= WHAT IS EXPECTED =
Reproduce the data below, swapping "mowed hay field" for "harvested hay field" and keeping everything else the same.

-- Start of DATA --

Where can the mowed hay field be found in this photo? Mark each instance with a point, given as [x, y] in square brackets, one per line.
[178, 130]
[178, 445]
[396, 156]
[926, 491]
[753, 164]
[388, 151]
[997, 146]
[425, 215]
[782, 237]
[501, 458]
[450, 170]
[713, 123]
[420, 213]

-- End of DATA --

= TASK RESULT =
Where can the harvested hay field be found in this photo? Mark each instance with a point, given as [x, y] in square brackets, one per line.
[178, 130]
[178, 445]
[396, 156]
[926, 491]
[753, 164]
[388, 151]
[997, 146]
[425, 215]
[782, 237]
[501, 458]
[450, 170]
[713, 123]
[420, 213]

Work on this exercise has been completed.